• PASSAGE PROVIDED:
▽

I agree with all the above. I'd much rather not rely on the default
governor name to populate the default policy, too, so +1 from me.

Thanks,
Quentin
Rafael J. Wysocki June 25, 2020, 1:28 p.m. UTC | #9
On Thu, Jun 25, 2020 at 1:53 PM Quentin Perret <qperret@google.com> wrote:
>
> On Thursday 25 Jun 2020 at 13:44:34 (+0200), Rafael J. Wysocki wrote:
> > On Thu, Jun 25, 2020 at 1:36 PM Viresh Kumar <viresh.kumar@linaro.org> wrote:
> > > This change is not right IMO. This part handles the set-policy case,
> > > where there are no governors. Right now this code, for some reasons
> > > unknown to me, forcefully uses the default governor set to indicate
> > > the policy, which is not a great idea in my opinion TBH. This doesn't
> > > and shouldn't care about governor modules and should only be looking
> > > at strings instead of governor pointer.
> >
> > Sounds right.
> >
> > > Rafael, I even think we should remove this code completely and just
> > > rely on what the driver has sent to us. Using the selected governor
> > > for set policy drivers is very confusing and also we shouldn't be
> > > forced to compiling any governor for the set-policy case.
> >
> > Well, AFAICS the idea was to use the default governor as a kind of
> > default policy proxy, but I agree that strings should be sufficient
> > for that.
>
> I agree with all the above. I'd much rather not rely on the default
> governor name to populate the default policy, too, so +1 from me.

So before this series the default governor was selected at the kernel
configuration time (pre-build) and was always built-in.  Because it
could not go away, its name could be used to indicate the default
policy for the "setpolicy" drivers.

△

• WHAT IS ASKED:
1. Please reproduce the entire listing below word for word, omitting the image.
2. Extend the discussion of the default governor and set-policy drivers, picking up after its last sentence.

• INFORMATION GIVEN:

▽

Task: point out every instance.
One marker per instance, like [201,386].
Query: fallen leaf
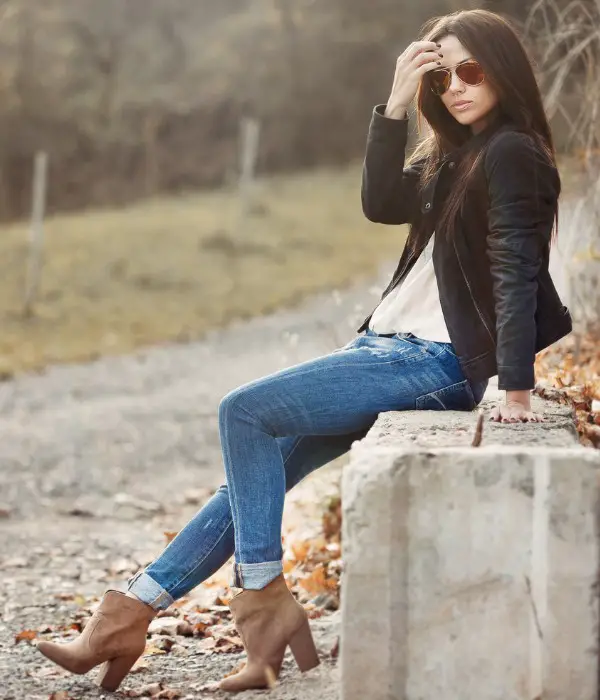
[25,636]
[170,535]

△

• RESPONSE LIST:
1.
Task: point out every instance.
One marker per instance, like [201,386].
Query: fallen leaf
[25,636]
[170,535]

2.
After this series, however, it cannot be used this way reliably, but
you can still pass cpufreq_param_governor to cpufreq_parse_policy()
instead of def_gov->name in cpufreq_init_policy(), can't you?
Quentin Perret June 25, 2020, 1:49 p.m. UTC | #10
On Thursday 25 Jun 2020 at 15:28:43 (+0200), Rafael J. Wysocki wrote:
> On Thu, Jun 25, 2020 at 1:53 PM Quentin Perret <qperret@google.com> wrote:
> >
> > On Thursday 25 Jun 2020 at 13:44:34 (+0200), Rafael J. Wysocki wrote:
> > > On Thu, Jun 25, 2020 at 1:36 PM Viresh Kumar <viresh.kumar@linaro.org> wrote:
> > > > This change is not right IMO. This part handles the set-policy case,
> > > > where there are no governors. Right now this code, for some reasons
> > > > unknown to me, forcefully uses the default governor set to indicate
> > > > the policy, which is not a great idea in my opinion TBH. This doesn't
> > > > and shouldn't care about governor modules and should only be looking
> > > > at strings instead of governor pointer.
> > >
> > > Sounds right.
> > >
> > > > Rafael, I even think we should remove this code completely and just
> > > > rely on what the driver has sent to us. Using the selected governor
> > > > for set policy drivers is very confusing and also we shouldn't be
> > > > forced to compiling any governor for the set-policy case.
> > >
> > > Well, AFAICS the idea was to use the default governor as a kind of
> > > default policy proxy, but I agree that strings should be sufficient
> > > for that.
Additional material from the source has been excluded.